→ EXERCISE DIRECTIONS
Check every line of the material below, and show those that contain "building".

→ EXTRACTED ENTRIES
---
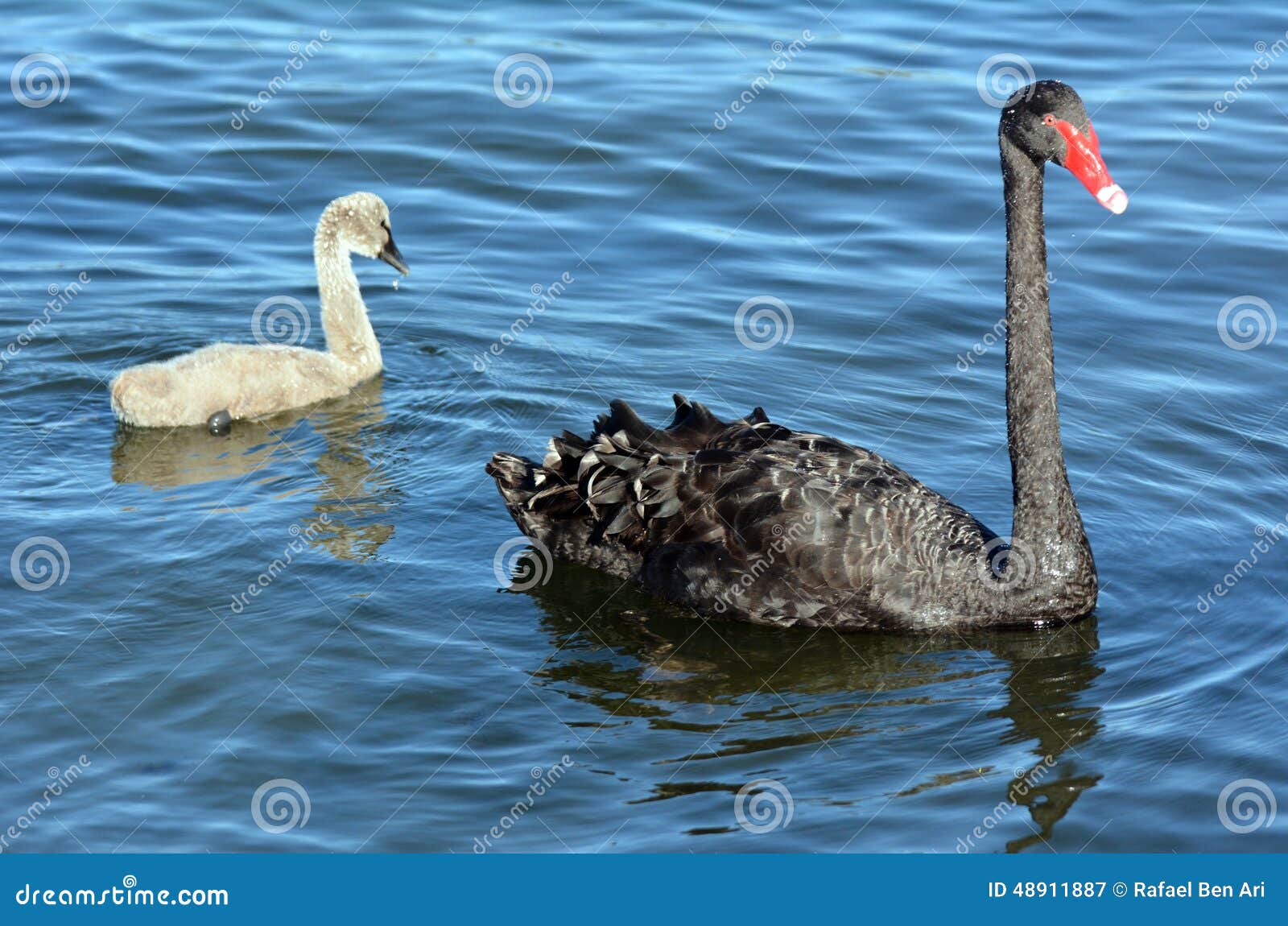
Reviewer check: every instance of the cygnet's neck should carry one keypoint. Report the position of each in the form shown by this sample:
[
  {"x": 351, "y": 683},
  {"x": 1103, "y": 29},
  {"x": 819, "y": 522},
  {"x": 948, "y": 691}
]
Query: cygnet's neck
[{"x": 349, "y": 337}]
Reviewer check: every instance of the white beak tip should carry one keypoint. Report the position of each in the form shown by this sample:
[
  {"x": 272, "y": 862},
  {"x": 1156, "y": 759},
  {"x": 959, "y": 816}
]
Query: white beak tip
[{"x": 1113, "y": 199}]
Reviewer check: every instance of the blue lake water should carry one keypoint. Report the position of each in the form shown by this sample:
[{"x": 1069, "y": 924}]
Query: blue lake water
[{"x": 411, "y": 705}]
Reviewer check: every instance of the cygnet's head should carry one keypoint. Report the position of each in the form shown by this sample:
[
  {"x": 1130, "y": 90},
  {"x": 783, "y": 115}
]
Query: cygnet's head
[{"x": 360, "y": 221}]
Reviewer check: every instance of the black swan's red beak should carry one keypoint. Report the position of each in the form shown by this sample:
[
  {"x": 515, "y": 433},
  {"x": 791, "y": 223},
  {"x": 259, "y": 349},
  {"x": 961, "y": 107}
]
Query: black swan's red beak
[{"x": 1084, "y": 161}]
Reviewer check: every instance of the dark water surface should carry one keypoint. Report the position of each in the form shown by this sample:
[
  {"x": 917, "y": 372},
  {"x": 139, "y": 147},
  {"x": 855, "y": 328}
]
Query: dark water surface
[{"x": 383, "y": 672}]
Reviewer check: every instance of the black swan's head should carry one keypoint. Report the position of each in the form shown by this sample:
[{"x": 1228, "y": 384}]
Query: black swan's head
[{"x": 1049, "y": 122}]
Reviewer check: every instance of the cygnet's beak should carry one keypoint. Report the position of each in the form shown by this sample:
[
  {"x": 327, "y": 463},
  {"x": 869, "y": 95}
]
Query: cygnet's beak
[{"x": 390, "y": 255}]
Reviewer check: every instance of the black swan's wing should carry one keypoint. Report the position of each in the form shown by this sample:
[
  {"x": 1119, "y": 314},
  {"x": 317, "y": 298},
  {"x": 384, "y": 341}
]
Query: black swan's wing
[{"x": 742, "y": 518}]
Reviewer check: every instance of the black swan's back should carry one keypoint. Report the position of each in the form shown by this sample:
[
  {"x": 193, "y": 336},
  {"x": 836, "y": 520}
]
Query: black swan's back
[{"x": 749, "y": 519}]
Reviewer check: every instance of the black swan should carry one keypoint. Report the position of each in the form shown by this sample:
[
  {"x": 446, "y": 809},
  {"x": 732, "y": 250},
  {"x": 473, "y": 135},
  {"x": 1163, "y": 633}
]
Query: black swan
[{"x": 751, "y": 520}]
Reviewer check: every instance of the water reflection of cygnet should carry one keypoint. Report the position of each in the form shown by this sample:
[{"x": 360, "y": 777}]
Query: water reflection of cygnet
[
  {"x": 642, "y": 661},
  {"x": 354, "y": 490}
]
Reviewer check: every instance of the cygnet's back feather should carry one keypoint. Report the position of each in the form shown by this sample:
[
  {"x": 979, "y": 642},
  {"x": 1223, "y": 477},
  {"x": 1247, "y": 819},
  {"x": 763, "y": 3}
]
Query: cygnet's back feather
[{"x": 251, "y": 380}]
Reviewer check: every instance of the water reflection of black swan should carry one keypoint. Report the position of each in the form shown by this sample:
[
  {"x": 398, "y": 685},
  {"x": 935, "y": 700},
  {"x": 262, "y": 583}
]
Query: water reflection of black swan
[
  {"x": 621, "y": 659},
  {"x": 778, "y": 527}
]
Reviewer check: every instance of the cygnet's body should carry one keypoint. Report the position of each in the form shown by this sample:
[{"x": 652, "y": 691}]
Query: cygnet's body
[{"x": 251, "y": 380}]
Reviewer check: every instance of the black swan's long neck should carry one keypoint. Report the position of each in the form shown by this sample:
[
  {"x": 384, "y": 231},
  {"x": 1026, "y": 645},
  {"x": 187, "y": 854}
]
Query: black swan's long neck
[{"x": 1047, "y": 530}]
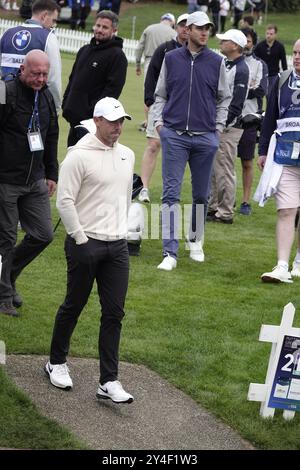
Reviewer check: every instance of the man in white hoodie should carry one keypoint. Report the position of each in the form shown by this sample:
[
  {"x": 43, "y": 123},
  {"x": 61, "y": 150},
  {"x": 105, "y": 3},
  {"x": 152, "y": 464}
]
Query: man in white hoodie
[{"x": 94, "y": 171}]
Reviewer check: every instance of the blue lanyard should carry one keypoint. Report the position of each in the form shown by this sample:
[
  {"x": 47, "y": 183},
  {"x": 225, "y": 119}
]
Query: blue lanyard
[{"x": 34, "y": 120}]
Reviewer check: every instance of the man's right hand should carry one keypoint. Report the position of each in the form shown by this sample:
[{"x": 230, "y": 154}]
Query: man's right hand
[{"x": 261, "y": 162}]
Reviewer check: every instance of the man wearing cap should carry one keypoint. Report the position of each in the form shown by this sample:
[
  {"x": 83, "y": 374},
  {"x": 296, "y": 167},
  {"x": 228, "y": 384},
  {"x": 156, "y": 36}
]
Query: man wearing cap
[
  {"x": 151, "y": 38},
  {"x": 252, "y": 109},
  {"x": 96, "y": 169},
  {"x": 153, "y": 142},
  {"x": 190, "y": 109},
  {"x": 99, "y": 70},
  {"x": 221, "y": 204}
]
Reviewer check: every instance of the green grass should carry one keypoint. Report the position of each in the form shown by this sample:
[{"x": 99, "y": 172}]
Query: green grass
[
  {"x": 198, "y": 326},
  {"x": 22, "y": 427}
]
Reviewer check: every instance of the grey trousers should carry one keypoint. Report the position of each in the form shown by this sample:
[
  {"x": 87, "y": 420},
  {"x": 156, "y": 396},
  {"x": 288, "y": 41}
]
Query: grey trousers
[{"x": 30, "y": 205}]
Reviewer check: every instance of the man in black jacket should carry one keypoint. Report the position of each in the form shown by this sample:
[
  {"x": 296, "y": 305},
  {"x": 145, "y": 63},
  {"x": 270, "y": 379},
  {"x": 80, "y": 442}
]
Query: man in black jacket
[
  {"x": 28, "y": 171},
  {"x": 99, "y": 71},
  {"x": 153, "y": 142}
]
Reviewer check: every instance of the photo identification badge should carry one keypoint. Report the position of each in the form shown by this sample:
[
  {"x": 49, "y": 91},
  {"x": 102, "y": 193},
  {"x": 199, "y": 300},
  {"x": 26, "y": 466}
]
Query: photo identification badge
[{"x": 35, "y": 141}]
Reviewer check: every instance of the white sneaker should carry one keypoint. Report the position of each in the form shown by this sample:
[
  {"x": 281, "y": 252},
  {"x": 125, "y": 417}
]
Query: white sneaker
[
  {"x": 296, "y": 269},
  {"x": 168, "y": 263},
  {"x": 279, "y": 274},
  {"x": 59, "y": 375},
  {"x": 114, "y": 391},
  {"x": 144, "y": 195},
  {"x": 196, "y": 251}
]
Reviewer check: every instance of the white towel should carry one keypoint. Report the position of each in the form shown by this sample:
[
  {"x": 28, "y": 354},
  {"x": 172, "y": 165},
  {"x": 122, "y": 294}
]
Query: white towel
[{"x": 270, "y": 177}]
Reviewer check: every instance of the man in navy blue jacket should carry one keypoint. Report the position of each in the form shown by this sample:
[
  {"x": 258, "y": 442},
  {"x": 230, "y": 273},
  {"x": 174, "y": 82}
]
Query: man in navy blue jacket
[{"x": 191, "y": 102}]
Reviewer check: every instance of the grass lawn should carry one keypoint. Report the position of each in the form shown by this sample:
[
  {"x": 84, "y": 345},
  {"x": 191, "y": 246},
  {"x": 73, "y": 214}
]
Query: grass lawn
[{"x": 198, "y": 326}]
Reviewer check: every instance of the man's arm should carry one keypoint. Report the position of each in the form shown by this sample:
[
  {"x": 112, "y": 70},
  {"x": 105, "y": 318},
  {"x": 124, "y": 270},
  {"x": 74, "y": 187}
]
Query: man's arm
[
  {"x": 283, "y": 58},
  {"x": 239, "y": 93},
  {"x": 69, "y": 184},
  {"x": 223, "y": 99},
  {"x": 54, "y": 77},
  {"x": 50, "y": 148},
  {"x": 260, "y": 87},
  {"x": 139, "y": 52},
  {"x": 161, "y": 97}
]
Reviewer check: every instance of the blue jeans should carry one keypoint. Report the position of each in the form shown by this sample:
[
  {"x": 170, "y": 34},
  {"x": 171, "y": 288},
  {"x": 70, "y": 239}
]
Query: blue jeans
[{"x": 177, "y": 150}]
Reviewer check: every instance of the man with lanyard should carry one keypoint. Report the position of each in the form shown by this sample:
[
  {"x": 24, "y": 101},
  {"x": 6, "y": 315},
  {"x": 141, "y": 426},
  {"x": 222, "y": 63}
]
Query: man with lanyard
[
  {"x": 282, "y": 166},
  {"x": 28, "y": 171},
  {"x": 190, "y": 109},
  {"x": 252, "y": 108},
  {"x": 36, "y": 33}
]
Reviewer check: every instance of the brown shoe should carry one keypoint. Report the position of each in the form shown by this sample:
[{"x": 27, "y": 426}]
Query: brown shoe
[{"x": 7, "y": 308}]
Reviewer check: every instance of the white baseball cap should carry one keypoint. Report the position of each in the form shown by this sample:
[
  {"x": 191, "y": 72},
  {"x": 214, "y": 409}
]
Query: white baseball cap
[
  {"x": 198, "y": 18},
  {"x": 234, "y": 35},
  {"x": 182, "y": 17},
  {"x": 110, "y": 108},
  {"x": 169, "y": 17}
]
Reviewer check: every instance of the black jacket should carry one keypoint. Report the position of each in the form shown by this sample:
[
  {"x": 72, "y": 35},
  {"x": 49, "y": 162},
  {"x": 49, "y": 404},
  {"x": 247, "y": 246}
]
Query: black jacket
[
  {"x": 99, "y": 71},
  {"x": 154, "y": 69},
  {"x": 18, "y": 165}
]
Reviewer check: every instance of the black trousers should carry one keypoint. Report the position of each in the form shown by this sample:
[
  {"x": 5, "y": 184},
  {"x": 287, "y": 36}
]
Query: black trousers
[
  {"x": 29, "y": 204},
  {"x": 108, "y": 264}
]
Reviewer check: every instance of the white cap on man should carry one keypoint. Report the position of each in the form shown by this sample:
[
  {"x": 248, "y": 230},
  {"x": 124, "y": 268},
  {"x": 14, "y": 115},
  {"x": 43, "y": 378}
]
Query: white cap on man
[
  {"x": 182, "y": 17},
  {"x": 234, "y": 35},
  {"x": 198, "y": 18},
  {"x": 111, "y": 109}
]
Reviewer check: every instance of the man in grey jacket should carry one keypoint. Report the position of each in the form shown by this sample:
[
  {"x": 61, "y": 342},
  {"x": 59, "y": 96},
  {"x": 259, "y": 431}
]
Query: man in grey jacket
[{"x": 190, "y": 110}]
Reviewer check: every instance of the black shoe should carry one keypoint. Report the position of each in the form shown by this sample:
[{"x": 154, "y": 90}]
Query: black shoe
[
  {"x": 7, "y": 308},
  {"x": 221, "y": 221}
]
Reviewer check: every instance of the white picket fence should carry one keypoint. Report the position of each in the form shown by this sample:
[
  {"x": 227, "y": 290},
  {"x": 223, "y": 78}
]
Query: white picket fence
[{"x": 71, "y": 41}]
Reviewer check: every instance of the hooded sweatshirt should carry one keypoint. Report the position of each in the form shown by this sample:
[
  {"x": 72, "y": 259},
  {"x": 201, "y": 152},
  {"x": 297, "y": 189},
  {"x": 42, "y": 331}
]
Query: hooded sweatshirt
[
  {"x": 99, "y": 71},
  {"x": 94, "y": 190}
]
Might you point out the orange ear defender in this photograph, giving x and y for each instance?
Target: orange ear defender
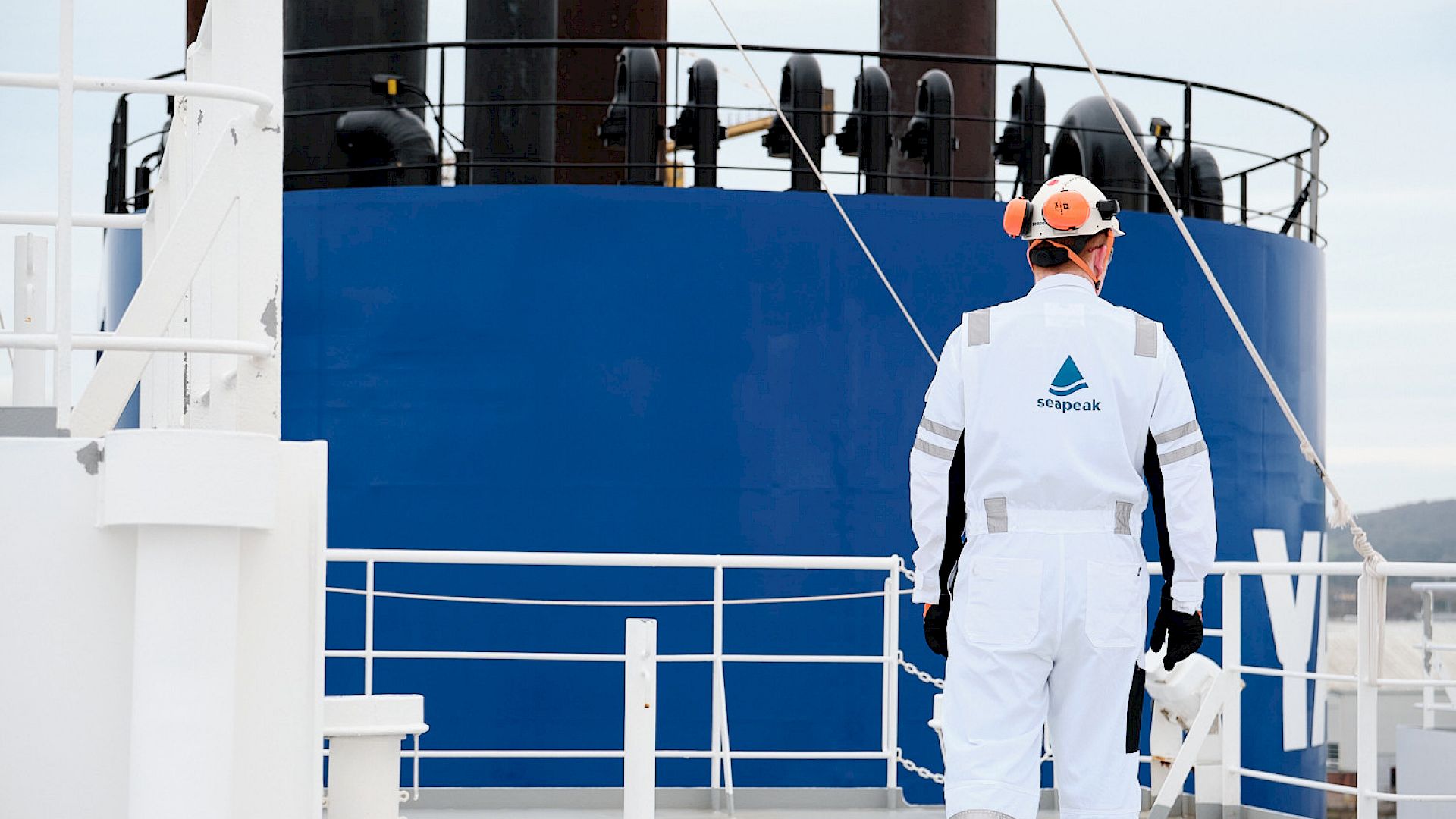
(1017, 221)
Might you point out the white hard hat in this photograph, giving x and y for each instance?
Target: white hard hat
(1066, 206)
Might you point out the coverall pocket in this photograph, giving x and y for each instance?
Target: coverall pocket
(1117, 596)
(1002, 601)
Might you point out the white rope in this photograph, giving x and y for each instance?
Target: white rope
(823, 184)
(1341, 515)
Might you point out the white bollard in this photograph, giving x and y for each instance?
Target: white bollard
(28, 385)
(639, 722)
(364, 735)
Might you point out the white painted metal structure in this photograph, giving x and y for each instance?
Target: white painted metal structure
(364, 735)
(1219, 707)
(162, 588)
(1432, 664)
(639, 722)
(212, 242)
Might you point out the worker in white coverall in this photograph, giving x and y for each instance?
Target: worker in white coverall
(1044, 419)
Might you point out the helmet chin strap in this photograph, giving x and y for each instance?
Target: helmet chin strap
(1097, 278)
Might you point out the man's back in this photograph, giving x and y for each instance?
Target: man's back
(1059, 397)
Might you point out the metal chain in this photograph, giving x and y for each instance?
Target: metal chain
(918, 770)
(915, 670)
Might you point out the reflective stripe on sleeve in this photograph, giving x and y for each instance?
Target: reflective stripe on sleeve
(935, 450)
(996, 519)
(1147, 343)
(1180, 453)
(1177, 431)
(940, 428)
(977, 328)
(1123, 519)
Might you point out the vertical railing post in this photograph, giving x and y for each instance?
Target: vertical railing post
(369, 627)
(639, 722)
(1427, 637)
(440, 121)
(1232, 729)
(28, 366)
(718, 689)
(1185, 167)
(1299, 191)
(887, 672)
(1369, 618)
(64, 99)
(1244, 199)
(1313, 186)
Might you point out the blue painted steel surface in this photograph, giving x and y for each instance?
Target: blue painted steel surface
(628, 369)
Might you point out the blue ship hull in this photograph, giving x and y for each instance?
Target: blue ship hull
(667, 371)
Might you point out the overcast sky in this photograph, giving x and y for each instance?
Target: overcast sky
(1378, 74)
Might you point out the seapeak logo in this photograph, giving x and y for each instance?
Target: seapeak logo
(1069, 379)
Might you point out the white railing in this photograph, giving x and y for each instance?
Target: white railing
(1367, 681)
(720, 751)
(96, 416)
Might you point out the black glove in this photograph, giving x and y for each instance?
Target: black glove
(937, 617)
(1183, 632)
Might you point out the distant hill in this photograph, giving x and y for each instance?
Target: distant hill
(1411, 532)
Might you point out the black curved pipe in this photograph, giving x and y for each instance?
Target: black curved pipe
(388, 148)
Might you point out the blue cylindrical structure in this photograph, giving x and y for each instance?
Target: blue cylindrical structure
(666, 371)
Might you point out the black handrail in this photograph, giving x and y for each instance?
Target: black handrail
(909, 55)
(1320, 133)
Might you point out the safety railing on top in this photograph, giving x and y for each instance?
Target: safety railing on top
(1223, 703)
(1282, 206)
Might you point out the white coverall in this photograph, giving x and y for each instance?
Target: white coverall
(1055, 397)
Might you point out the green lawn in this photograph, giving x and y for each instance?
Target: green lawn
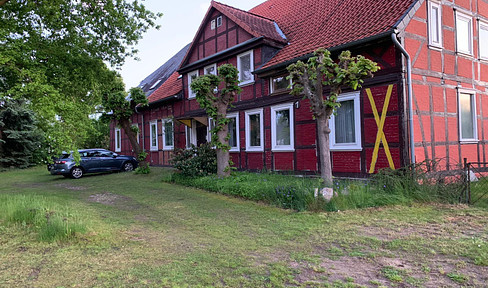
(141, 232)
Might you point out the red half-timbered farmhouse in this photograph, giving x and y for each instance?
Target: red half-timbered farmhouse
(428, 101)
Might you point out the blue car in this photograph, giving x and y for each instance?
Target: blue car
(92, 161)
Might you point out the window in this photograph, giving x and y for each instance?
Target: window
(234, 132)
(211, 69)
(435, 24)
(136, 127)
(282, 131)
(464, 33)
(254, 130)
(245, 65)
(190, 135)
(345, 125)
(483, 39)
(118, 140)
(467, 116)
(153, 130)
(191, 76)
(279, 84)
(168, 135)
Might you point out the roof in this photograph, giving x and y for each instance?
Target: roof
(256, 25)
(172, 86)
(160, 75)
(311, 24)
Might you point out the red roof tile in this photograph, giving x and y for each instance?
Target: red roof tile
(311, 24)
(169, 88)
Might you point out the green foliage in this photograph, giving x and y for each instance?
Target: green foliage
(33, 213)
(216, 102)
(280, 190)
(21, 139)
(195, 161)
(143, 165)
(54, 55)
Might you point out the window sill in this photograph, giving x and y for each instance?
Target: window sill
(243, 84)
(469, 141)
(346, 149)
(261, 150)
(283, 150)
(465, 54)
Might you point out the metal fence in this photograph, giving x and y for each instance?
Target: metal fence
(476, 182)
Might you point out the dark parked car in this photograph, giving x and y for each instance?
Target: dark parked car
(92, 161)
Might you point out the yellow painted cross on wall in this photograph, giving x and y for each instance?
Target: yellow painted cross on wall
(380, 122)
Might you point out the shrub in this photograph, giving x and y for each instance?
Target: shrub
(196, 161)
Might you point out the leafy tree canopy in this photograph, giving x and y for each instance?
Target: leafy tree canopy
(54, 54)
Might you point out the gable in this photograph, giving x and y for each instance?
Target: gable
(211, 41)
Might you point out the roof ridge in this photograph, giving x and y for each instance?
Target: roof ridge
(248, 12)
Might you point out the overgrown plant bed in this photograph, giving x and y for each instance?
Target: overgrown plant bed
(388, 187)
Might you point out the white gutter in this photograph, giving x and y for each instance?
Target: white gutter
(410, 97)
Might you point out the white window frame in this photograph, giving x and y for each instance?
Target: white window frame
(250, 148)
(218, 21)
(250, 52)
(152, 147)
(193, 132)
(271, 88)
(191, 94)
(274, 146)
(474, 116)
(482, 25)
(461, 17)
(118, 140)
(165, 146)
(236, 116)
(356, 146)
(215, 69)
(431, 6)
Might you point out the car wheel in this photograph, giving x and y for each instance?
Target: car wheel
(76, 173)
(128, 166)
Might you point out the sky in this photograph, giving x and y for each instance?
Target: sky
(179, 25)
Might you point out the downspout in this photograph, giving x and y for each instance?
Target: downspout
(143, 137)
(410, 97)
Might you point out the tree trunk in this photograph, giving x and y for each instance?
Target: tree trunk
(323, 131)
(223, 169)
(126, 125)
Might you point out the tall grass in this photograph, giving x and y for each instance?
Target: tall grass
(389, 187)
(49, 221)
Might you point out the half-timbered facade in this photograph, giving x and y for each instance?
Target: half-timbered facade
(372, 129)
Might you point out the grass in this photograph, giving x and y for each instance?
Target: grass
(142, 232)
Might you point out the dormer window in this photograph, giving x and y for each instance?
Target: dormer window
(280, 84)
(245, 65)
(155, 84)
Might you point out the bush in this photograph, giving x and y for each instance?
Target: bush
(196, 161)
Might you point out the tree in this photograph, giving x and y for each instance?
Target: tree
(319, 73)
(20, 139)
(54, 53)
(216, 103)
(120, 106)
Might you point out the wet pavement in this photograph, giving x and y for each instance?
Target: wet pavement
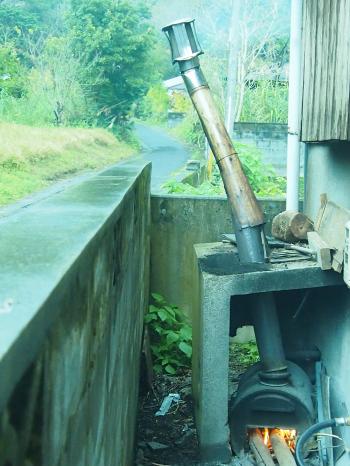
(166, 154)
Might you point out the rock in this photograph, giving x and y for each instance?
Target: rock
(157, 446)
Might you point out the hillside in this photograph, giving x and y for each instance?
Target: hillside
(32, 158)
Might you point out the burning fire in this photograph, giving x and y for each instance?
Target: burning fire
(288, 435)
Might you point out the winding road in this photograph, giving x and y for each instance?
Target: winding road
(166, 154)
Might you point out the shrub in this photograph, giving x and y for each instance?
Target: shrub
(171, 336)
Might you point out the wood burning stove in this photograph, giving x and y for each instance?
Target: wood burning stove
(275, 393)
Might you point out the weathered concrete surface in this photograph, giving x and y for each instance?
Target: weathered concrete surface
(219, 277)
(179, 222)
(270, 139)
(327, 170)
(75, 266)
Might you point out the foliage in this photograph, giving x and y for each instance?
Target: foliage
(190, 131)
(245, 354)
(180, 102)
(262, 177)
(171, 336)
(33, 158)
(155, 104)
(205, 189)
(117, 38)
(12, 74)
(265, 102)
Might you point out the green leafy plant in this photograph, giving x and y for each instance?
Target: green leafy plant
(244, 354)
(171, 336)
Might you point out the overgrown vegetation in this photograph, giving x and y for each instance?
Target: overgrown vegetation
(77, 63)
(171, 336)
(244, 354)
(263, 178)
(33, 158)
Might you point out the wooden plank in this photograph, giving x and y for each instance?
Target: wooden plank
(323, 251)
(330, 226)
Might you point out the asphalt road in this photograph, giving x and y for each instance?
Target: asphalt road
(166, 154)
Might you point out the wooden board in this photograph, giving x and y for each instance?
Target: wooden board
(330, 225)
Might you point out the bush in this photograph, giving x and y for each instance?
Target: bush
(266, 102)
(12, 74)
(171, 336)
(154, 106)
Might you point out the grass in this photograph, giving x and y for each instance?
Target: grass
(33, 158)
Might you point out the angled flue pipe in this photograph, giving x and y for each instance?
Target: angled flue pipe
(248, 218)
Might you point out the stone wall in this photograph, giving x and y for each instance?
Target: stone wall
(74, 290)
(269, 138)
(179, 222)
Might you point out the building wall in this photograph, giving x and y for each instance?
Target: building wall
---
→ RESULT OF THIS TASK
Might you point out the building wall in this photograph, giving x and y for each instance?
Target: building wall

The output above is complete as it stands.